Data excerpts:
= = = =

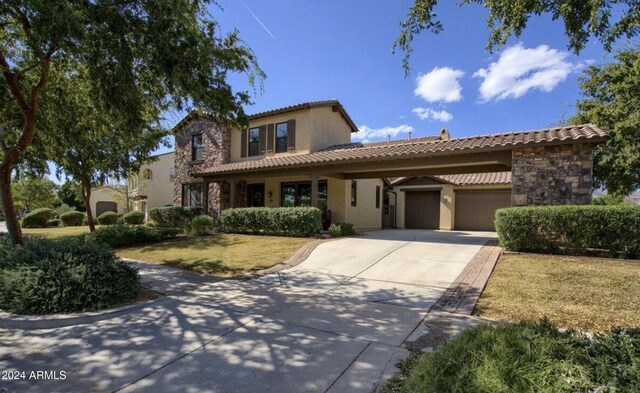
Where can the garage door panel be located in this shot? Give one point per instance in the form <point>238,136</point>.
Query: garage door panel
<point>475,210</point>
<point>422,210</point>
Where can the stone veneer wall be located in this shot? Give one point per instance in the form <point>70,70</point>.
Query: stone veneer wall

= = = =

WHAT IS NEEDED:
A single number is the whole answer: how many lines in the data above hold the string "located".

WRITTEN SOLUTION:
2